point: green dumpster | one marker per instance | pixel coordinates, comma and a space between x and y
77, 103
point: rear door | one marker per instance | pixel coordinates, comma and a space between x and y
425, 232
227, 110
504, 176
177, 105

_ _ _

▸ What this task involves:
In full and without changes, give the data above once more.

▸ Solution for this task:
point: green dumpster | one marker per instance | pixel coordinates, comma and a space between x and y
77, 103
point: rear door | one marker per instance | pixel coordinates, comma and a space between x and y
425, 232
227, 110
504, 176
177, 105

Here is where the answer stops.